▸ DIRECTIONS FOR THIS TASK: Transcribe the data below line for line, keeping every word, number, and punctuation mark unchanged.

Region labeling data
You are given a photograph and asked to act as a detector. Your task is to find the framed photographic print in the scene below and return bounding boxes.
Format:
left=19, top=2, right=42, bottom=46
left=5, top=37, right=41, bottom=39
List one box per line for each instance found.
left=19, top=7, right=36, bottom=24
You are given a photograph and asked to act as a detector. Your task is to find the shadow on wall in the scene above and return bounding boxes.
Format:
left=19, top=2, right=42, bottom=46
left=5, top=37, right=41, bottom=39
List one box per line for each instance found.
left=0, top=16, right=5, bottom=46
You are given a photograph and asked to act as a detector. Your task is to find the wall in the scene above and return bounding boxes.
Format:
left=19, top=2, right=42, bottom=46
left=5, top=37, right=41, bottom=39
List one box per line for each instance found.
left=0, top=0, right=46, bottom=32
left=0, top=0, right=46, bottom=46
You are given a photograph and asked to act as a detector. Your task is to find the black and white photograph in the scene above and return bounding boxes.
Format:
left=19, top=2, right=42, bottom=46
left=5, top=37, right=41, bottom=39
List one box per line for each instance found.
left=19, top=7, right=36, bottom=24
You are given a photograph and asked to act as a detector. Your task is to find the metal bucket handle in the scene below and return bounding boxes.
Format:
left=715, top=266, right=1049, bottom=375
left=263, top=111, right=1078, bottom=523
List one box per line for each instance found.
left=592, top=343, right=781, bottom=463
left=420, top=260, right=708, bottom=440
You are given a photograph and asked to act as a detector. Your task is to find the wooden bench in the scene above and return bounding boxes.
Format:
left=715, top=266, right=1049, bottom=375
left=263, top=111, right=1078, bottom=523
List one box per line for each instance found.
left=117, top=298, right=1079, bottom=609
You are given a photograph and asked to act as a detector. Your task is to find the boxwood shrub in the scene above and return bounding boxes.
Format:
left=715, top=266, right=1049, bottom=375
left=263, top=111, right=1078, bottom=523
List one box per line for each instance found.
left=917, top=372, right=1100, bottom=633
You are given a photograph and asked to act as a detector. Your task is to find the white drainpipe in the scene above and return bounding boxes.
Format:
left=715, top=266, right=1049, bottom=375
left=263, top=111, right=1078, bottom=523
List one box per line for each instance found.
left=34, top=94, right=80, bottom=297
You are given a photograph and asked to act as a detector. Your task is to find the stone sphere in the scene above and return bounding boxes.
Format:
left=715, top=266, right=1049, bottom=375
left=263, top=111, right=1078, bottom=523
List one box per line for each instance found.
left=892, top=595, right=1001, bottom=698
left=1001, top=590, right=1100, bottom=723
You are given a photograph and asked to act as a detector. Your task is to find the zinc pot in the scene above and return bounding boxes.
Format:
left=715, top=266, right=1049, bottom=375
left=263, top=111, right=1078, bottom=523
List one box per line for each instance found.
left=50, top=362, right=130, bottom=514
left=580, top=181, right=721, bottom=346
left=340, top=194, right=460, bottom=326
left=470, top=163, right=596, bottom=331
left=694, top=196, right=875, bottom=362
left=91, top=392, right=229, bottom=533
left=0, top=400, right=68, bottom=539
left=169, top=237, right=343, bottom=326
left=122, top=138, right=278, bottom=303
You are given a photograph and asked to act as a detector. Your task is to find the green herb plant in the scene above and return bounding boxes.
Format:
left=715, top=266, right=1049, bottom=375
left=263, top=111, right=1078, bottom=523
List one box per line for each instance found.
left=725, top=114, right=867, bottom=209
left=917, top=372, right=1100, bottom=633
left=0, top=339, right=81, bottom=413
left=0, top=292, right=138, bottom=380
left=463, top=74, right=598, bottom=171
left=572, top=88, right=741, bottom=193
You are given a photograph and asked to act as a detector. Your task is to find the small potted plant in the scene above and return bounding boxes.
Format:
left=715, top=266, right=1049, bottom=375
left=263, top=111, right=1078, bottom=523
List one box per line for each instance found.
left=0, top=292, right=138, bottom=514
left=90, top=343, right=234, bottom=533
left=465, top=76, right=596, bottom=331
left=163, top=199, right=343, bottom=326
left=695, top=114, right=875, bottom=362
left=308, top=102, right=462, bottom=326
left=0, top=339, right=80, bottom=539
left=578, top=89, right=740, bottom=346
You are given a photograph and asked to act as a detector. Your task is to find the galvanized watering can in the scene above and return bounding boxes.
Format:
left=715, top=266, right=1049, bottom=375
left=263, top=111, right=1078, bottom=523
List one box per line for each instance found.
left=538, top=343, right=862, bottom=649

▸ ANSWER TO THE EXERCISE:
You are given a photograph and asked to act as a detector. Your task is to find the framed photographic print in the scene below and return bounding boxes.
Format:
left=19, top=2, right=42, bottom=46
left=5, top=37, right=41, bottom=39
List one box per line for each instance found.
left=19, top=7, right=36, bottom=24
You are given a photograph and asked to act as a detector. Your task is to find the shadow on wall in the scene above and return bounding boxes.
Format:
left=19, top=2, right=42, bottom=46
left=5, top=37, right=41, bottom=39
List one box per line for each instance found.
left=0, top=16, right=5, bottom=46
You are given a photograph and asked to act as a detector. Your task is to find the wall in the scene above and return bounding boxes.
Format:
left=19, top=2, right=42, bottom=46
left=5, top=37, right=41, bottom=39
List one box per line for each instance found.
left=0, top=0, right=46, bottom=32
left=0, top=0, right=46, bottom=46
You are given a photograph and asked to act as a detector. Your task is to find the black and white photograph in the scene above and return bounding boxes.
Format:
left=19, top=2, right=42, bottom=46
left=5, top=37, right=41, bottom=39
List one box per line for each instance found.
left=19, top=7, right=36, bottom=24
You are given a photograph and asked to act as a detector. Your task is to find the metal bucket handle in the scene below and return bounding boxes.
Format:
left=715, top=266, right=1049, bottom=375
left=263, top=111, right=1078, bottom=523
List one box per line for each instance found.
left=592, top=343, right=781, bottom=463
left=420, top=260, right=708, bottom=440
You are given a photograph and asked to act as a detector. Your task is to find the wooden bench in the scene above and return bounding boxes.
Format:
left=715, top=266, right=1049, bottom=375
left=263, top=111, right=1078, bottom=523
List one box per line for each instance found.
left=117, top=298, right=1079, bottom=609
You are given a photograph and asked to act as a detector. Your task is to find the boxwood shrub in the scene above and return bounding boxes.
Format:
left=715, top=266, right=1049, bottom=375
left=263, top=111, right=1078, bottom=523
List one box per line for each instance found.
left=917, top=372, right=1100, bottom=633
You are given a photograph and asked to act as a detector. Your task is to find the white drainpipe in the scene above and return bounding boxes.
Format:
left=715, top=266, right=1049, bottom=375
left=263, top=111, right=1078, bottom=523
List one box per line for each instance found.
left=34, top=94, right=80, bottom=297
You are given a photograph and asked to act as a detector. Your task is to find the stone sphere in the scene above and return bounding boxes.
Format:
left=715, top=266, right=1049, bottom=375
left=263, top=111, right=1078, bottom=523
List one box per line for each instance found.
left=892, top=595, right=1001, bottom=698
left=1001, top=590, right=1100, bottom=723
You are given a photograph and asked to act as a detector. Your task is to find the zinc pot in the scene above and return bounding boxes.
Format:
left=715, top=266, right=1049, bottom=375
left=263, top=111, right=1078, bottom=523
List one box per line for each instance found.
left=50, top=362, right=130, bottom=514
left=580, top=181, right=721, bottom=346
left=340, top=194, right=460, bottom=326
left=470, top=163, right=596, bottom=331
left=694, top=196, right=875, bottom=362
left=91, top=392, right=229, bottom=533
left=0, top=400, right=68, bottom=539
left=169, top=237, right=343, bottom=326
left=122, top=138, right=278, bottom=303
You are given a photograph and asked to act as a detector. Your task is to find the green herb plant in the scene above and return bounding boxes.
Format:
left=715, top=266, right=1049, bottom=375
left=263, top=111, right=1078, bottom=523
List one box per line for each instance found.
left=725, top=114, right=867, bottom=209
left=917, top=372, right=1100, bottom=633
left=0, top=339, right=81, bottom=413
left=0, top=292, right=138, bottom=380
left=463, top=74, right=598, bottom=171
left=572, top=88, right=741, bottom=193
You are given a photograph and asked to act as a detector. Your task is to find the small potted plant in the scene above and return bounding boxes.
Format:
left=715, top=266, right=1049, bottom=375
left=263, top=111, right=1078, bottom=523
List one box per line for each instance found.
left=0, top=292, right=138, bottom=514
left=90, top=343, right=234, bottom=533
left=465, top=76, right=596, bottom=331
left=163, top=199, right=343, bottom=326
left=695, top=114, right=875, bottom=362
left=308, top=102, right=462, bottom=326
left=0, top=339, right=80, bottom=539
left=578, top=89, right=740, bottom=346
You are given a photograph and asked to act as a detector. Your task is to find the galvanized watering can in the scene above and return bounding boxes.
Format:
left=715, top=266, right=1049, bottom=375
left=263, top=111, right=1078, bottom=523
List one box per line for each instance found.
left=538, top=343, right=862, bottom=649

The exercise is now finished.